TASK DIRECTIONS: List every line in the data below that contains the word "trunk". Matching is case-sensitive.

GIVEN INFORMATION:
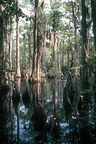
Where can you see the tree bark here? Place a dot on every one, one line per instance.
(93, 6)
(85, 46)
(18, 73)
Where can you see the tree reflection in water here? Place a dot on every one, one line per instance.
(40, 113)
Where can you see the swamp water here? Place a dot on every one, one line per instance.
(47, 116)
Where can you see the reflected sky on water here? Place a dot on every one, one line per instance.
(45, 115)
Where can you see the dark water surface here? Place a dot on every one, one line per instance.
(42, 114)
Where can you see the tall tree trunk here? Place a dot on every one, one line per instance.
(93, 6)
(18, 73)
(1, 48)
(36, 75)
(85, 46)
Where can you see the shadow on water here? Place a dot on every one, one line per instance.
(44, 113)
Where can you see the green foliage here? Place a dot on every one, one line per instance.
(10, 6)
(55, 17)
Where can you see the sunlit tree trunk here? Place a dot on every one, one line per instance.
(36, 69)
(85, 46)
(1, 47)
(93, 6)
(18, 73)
==
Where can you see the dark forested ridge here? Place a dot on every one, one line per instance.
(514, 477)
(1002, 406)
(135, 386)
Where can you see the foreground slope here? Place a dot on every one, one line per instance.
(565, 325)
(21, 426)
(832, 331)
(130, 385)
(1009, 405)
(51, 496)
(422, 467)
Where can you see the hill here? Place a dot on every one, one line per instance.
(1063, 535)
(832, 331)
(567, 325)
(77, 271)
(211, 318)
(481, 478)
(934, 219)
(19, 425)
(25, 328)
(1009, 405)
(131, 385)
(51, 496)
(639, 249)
--
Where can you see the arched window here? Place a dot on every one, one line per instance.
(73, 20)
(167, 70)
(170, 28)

PROBLEM SOLUTION:
Where can you see the tall tree trunk here? Place a dot on every one, one line per instance.
Where can you see the sunlit tree trunk here? Place a dot on every one, one line per instance.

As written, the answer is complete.